• [Exercise brief]:
Where the string "step" occurs in a line of the data below, that line should be copied.

Extracted data entries:

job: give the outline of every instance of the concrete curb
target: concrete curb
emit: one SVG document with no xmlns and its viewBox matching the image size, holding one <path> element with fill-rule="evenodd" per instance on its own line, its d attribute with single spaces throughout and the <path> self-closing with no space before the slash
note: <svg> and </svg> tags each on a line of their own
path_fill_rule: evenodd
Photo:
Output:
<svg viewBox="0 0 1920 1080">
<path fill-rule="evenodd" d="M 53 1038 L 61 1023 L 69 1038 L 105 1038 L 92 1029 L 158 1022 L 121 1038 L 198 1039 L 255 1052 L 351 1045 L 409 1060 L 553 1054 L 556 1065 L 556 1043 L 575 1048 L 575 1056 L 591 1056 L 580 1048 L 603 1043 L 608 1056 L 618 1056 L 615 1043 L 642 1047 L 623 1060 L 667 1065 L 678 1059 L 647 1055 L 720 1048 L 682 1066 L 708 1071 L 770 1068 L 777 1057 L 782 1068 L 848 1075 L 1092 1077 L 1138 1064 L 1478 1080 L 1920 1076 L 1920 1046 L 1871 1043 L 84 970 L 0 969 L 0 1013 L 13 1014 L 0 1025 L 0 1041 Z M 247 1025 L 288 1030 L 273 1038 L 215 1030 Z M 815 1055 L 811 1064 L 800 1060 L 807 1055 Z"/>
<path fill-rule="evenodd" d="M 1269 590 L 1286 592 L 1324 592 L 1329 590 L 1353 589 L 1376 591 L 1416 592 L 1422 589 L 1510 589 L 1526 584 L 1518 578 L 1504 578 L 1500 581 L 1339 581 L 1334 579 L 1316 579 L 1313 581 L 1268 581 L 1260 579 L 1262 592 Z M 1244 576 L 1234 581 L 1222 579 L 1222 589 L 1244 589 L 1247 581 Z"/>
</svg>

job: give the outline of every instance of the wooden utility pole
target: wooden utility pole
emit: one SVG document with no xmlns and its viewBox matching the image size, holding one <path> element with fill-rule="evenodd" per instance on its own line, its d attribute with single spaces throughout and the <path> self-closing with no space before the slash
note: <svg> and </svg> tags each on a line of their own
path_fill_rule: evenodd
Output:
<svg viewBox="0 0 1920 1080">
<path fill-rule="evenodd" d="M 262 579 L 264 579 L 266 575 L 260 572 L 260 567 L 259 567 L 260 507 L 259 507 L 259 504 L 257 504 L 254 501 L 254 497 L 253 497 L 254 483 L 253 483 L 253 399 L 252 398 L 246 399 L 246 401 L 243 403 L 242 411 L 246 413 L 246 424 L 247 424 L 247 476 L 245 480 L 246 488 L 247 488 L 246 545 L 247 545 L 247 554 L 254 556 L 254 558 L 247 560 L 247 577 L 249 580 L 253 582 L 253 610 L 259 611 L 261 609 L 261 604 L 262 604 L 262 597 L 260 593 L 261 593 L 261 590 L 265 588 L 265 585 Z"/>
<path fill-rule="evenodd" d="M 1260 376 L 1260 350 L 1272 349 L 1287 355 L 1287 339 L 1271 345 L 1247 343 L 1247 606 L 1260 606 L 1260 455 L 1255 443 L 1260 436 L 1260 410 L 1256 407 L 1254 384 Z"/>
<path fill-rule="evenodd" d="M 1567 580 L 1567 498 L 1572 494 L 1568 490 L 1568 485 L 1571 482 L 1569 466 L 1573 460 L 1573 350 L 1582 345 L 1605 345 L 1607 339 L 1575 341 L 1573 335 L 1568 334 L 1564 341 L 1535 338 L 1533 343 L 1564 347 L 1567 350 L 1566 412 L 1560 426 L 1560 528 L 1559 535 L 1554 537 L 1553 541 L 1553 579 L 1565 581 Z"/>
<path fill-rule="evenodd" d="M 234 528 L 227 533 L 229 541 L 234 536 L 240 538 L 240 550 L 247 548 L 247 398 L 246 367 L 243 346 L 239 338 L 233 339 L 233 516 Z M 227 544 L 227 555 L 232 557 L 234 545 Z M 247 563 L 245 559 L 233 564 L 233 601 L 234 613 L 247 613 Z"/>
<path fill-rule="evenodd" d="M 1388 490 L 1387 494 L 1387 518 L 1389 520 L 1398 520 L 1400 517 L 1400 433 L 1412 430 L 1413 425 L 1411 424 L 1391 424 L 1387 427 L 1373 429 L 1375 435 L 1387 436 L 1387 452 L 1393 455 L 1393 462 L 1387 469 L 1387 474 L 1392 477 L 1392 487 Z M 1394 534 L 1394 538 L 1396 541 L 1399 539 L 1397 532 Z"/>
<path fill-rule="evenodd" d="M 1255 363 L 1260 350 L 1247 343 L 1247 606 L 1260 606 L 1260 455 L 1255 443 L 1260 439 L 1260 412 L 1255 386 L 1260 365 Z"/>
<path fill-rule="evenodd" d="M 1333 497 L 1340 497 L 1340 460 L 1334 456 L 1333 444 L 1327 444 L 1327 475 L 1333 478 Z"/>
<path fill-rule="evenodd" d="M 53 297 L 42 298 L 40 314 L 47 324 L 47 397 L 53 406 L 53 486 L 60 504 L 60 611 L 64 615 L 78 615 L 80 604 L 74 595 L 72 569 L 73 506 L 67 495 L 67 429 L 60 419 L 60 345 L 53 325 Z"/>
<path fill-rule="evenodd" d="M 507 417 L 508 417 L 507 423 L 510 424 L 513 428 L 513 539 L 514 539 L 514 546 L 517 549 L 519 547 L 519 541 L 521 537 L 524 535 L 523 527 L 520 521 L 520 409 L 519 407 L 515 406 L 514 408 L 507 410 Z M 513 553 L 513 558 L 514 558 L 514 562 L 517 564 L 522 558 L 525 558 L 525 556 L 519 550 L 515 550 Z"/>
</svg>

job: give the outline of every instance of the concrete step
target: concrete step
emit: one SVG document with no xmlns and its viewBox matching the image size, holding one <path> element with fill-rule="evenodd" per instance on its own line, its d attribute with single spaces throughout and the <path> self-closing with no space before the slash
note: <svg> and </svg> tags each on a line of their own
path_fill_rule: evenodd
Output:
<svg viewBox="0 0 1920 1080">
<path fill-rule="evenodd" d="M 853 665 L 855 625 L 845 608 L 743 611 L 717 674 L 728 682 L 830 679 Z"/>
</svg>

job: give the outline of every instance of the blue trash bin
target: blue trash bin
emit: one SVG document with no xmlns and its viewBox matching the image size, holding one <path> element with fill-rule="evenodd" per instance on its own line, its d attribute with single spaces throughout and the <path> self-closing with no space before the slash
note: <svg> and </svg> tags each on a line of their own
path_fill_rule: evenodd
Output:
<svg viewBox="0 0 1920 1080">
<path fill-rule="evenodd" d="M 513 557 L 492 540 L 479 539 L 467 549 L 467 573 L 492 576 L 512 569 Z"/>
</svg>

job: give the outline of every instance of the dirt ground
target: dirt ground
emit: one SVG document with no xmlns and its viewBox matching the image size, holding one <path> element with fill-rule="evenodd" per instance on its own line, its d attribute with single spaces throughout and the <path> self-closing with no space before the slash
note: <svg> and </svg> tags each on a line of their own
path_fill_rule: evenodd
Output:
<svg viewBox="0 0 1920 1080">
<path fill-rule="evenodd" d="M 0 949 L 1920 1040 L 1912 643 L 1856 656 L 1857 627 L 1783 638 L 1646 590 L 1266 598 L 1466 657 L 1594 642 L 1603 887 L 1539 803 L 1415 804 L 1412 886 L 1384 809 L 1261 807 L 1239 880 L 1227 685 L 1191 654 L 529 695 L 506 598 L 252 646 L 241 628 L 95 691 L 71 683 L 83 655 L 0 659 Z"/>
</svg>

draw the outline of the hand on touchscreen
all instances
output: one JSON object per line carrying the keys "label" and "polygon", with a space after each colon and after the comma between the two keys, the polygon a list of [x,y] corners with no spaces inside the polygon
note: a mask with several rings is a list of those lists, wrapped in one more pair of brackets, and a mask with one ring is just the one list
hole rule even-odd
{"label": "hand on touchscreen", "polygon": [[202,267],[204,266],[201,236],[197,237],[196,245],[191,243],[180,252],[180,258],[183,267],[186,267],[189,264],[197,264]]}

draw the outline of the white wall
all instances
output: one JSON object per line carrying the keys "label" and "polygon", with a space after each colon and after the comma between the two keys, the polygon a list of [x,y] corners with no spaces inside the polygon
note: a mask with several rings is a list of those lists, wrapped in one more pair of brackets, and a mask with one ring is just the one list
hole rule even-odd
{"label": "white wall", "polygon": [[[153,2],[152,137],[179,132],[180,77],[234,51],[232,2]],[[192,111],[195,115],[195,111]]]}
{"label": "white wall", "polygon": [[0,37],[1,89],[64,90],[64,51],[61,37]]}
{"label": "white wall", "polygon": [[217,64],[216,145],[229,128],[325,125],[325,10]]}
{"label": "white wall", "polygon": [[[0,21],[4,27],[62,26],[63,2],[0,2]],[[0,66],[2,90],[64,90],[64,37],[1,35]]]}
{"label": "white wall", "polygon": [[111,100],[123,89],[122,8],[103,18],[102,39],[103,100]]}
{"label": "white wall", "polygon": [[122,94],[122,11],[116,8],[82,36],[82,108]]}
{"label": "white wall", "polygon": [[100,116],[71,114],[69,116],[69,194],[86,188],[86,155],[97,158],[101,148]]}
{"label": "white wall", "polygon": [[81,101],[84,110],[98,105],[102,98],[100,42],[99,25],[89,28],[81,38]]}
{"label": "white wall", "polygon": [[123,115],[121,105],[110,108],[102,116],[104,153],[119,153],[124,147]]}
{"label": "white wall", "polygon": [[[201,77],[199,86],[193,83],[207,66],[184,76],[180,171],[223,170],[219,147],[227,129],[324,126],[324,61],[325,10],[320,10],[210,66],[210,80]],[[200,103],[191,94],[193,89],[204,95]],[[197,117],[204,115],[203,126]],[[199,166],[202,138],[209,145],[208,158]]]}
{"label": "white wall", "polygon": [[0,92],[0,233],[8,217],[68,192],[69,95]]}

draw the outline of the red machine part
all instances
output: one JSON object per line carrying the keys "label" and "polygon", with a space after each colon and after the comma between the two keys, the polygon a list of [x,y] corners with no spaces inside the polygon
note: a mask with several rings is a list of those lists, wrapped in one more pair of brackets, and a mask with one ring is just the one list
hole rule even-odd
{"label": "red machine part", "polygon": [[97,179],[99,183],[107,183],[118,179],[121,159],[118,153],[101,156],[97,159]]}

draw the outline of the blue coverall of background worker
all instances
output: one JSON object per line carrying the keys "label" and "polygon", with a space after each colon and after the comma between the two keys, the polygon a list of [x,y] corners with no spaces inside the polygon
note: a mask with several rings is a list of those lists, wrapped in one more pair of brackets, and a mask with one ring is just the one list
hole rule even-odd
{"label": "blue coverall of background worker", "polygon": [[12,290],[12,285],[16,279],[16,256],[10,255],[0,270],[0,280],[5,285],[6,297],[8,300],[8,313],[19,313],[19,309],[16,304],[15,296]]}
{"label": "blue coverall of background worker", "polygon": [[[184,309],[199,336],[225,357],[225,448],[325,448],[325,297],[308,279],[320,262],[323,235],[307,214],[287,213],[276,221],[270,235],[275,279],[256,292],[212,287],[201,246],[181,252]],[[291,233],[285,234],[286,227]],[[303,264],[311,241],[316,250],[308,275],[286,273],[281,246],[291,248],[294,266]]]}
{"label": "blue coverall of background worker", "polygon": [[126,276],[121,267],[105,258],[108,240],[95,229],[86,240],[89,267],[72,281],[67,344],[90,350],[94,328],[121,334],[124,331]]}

• [Output for this exercise]:
job: give the outline of every instance of the concrete step
target: concrete step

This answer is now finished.